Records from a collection
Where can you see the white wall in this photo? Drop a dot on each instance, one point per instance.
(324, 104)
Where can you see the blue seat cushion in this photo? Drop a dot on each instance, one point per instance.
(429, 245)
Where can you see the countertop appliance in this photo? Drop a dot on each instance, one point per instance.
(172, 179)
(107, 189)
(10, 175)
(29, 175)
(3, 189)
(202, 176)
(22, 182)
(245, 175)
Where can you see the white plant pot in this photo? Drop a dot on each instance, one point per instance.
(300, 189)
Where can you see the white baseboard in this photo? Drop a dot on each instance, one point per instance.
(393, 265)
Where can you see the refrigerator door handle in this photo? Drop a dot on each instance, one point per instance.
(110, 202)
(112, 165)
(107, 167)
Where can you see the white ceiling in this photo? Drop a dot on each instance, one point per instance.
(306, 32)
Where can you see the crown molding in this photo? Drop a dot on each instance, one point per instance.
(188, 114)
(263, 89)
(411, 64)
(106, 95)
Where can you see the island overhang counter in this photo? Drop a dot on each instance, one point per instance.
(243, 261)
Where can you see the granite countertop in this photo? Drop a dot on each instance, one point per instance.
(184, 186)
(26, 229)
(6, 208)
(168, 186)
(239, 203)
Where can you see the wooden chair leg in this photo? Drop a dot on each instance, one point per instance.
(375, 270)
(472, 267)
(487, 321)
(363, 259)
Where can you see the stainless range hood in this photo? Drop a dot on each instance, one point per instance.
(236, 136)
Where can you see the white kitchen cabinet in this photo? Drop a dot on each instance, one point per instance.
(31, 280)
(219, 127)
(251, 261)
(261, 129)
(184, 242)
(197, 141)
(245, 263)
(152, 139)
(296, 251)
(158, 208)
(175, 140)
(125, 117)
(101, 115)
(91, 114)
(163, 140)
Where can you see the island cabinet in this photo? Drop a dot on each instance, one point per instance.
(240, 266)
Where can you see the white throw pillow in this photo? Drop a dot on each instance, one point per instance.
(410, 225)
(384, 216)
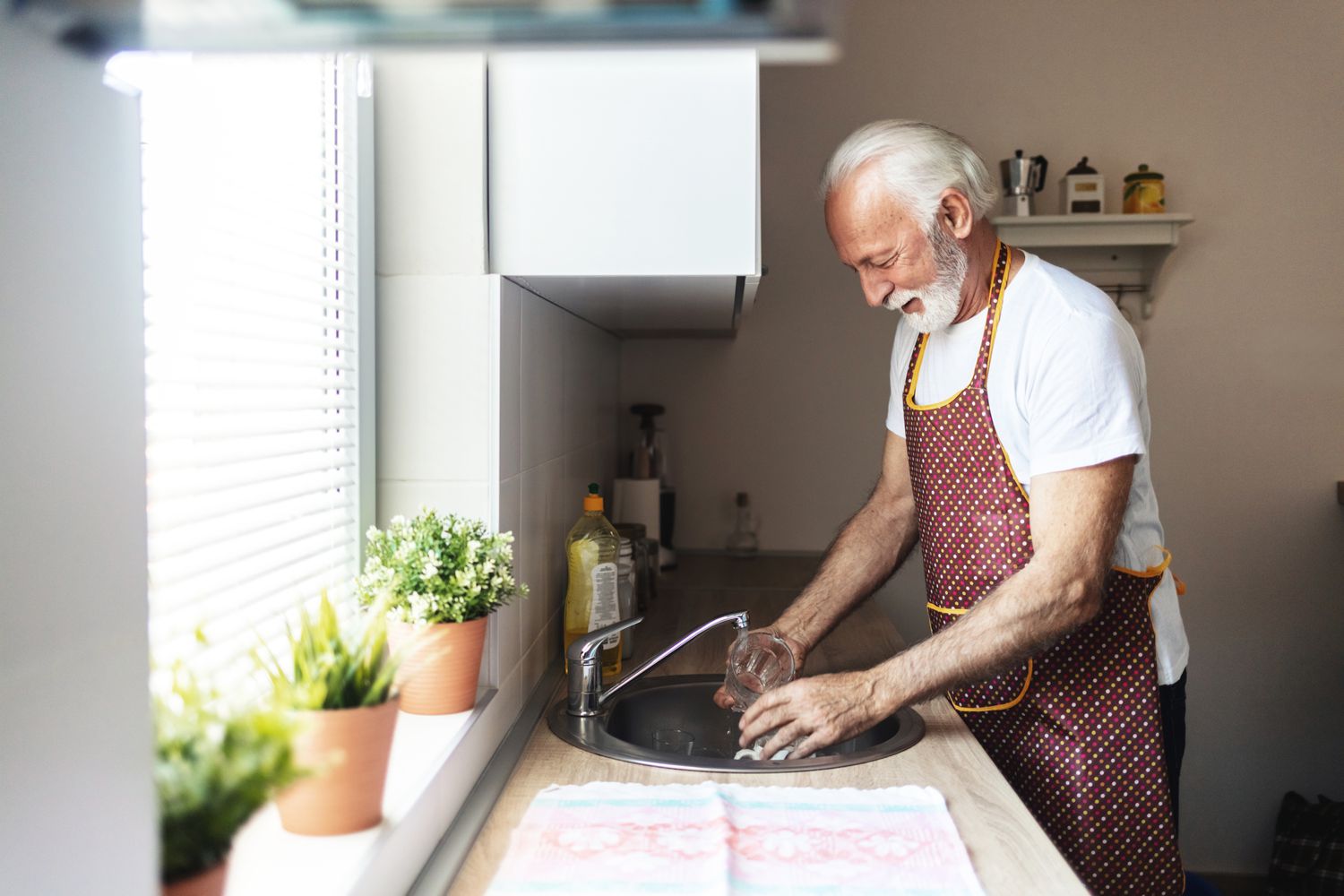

[REQUIRED WORK]: Pick out every line in the rows above that contains the word "white" and copy each one. Case counts.

[RESULT]:
Where can you see the white wall in this photo? Drop a dot on each instance, one point per instance.
Where can you see the white plant pot in this photo? Drop a dot on each instance, one point per instance.
Where can you see the white baseboard in this photo? Drop a dot on each instance, one point per instance.
Where can you see the white ceiling in this photo? Drop a dot on each instance, one point per instance.
Where can you see the white kitchen cabinet in this photo? Drop a dot on each instance, one point per instance.
Where can you see the white throw pillow in this photo? Drop a dot on each instance, one point per instance.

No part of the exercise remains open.